● WORK INSTRUCTIONS: Transcribe the records below exactly as they appear, omitting any pictures.

--- start ---

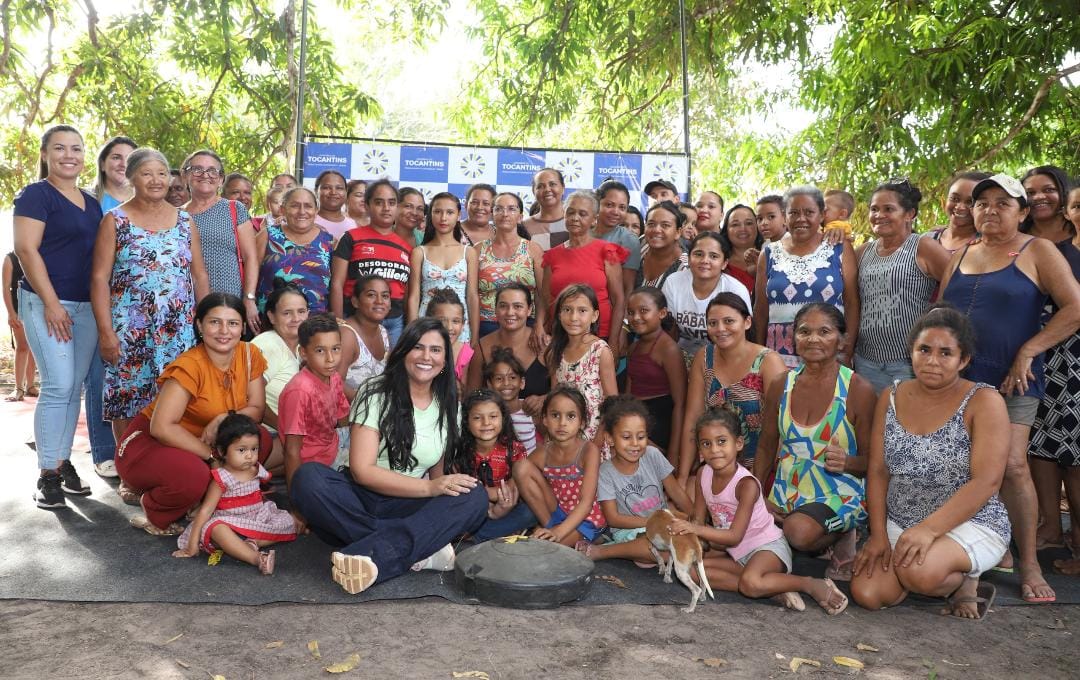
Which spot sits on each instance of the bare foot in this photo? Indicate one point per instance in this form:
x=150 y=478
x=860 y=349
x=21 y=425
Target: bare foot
x=791 y=600
x=971 y=600
x=1033 y=586
x=962 y=603
x=825 y=593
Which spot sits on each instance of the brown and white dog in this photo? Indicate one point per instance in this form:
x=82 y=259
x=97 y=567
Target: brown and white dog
x=685 y=552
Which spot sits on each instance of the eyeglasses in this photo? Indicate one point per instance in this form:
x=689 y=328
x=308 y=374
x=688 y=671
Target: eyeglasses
x=213 y=173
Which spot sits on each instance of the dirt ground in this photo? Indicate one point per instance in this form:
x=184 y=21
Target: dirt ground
x=435 y=639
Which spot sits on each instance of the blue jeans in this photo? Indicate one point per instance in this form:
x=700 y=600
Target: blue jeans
x=518 y=518
x=882 y=375
x=394 y=327
x=103 y=446
x=64 y=367
x=394 y=532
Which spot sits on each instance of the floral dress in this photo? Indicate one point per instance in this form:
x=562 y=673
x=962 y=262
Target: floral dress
x=793 y=281
x=456 y=277
x=495 y=272
x=152 y=304
x=585 y=376
x=307 y=267
x=243 y=510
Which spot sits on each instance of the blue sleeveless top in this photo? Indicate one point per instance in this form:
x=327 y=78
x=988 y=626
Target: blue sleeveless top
x=1004 y=307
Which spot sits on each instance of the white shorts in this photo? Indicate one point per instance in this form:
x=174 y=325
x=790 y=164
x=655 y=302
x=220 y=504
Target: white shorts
x=984 y=547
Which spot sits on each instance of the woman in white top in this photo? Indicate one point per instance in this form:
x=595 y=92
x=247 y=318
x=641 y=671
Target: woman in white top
x=689 y=290
x=286 y=309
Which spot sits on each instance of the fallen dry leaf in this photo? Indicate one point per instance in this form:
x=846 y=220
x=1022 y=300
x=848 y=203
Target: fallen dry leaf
x=798 y=661
x=712 y=662
x=345 y=666
x=847 y=661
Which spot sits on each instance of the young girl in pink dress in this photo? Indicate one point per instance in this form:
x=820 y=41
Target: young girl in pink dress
x=233 y=515
x=757 y=559
x=577 y=356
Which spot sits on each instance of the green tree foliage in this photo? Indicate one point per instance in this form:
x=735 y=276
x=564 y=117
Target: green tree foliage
x=177 y=75
x=920 y=87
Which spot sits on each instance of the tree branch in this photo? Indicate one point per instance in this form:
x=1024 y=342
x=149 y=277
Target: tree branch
x=1040 y=96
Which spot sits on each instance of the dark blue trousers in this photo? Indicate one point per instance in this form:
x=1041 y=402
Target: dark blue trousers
x=394 y=532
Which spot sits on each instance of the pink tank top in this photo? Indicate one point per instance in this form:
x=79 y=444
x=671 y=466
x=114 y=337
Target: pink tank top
x=566 y=483
x=723 y=505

--- end ---

● OUTPUT OF THE EXERCISE:
Which spot sits on each instance of the bare foot in this photo? Indicate one point per instance in this form:
x=150 y=478
x=860 y=349
x=21 y=425
Target: bare foot
x=791 y=600
x=971 y=600
x=1033 y=586
x=962 y=603
x=825 y=593
Which spot sits on each instance of the brown and white dog in this photo? Indicate one point per instance in this form:
x=82 y=259
x=97 y=567
Target: brown and white dog
x=685 y=552
Which spot sits on each instance of the eyeglasses in this photo? Indicate one point per instance in this form:
x=689 y=328
x=308 y=374
x=688 y=671
Target: eyeglasses
x=213 y=173
Which spot sits on each instance of the dirt ground in this photo? Indicate one point per instance in this form:
x=184 y=21
Target: dirt ground
x=435 y=639
Which spot sits on each instance of the blue jeans in this photo? Indicate one point per instance in this form:
x=700 y=600
Target: blue jeans
x=518 y=518
x=882 y=375
x=394 y=327
x=103 y=446
x=64 y=367
x=394 y=532
Which spot sits on each instance of the floral dress in this photo? Indicate one point per instance in this form:
x=562 y=673
x=962 y=262
Target: floral dress
x=793 y=281
x=456 y=277
x=495 y=272
x=152 y=304
x=585 y=376
x=307 y=267
x=243 y=510
Which spot sits on each instance of the blue sleeveless top in this photo? Indicate one point per instance in this form:
x=327 y=78
x=988 y=626
Target: blue sleeveless top
x=1004 y=307
Which spot sits on each instance of the white shorts in this photo? Indicate one point per instance in this form:
x=174 y=325
x=790 y=164
x=655 y=302
x=220 y=504
Target: white shorts
x=984 y=547
Which spot sits on each instance of the woman in white top in this photo? Indicate one point per instance in this form:
x=595 y=92
x=247 y=318
x=641 y=671
Target: woman in white top
x=689 y=290
x=286 y=309
Which spot sits on each instance of the fallen dry leaf in this photo? Indicate one point per instance in this form:
x=846 y=220
x=1022 y=300
x=848 y=203
Target: fallen dry leaf
x=798 y=661
x=712 y=662
x=345 y=666
x=847 y=661
Which spot sits on each instance of the young girl in pink dress in this photo? Indicate one point per instance in this form:
x=820 y=41
Target: young girl in pink dress
x=233 y=515
x=757 y=559
x=577 y=356
Which spot sits on each instance of the green tree foliage in this photo? Indicate one point per instance in this form:
x=735 y=276
x=564 y=117
Target: green tree foliage
x=177 y=75
x=920 y=87
Which spot sits on each instance of the tree branch in this photo? Indicate one point per instance in this form:
x=1024 y=342
x=149 y=277
Target: tree branch
x=1040 y=96
Which spot sits on each instance of the dark blue trousers in this photo? Indicate one point per instance in this form:
x=1041 y=402
Target: dark blue trousers
x=394 y=532
Which spot sits on each instance of the pink tank top in this photo? Indicate one point per instance in this form:
x=79 y=444
x=671 y=466
x=114 y=337
Target: pink tank top
x=566 y=483
x=723 y=505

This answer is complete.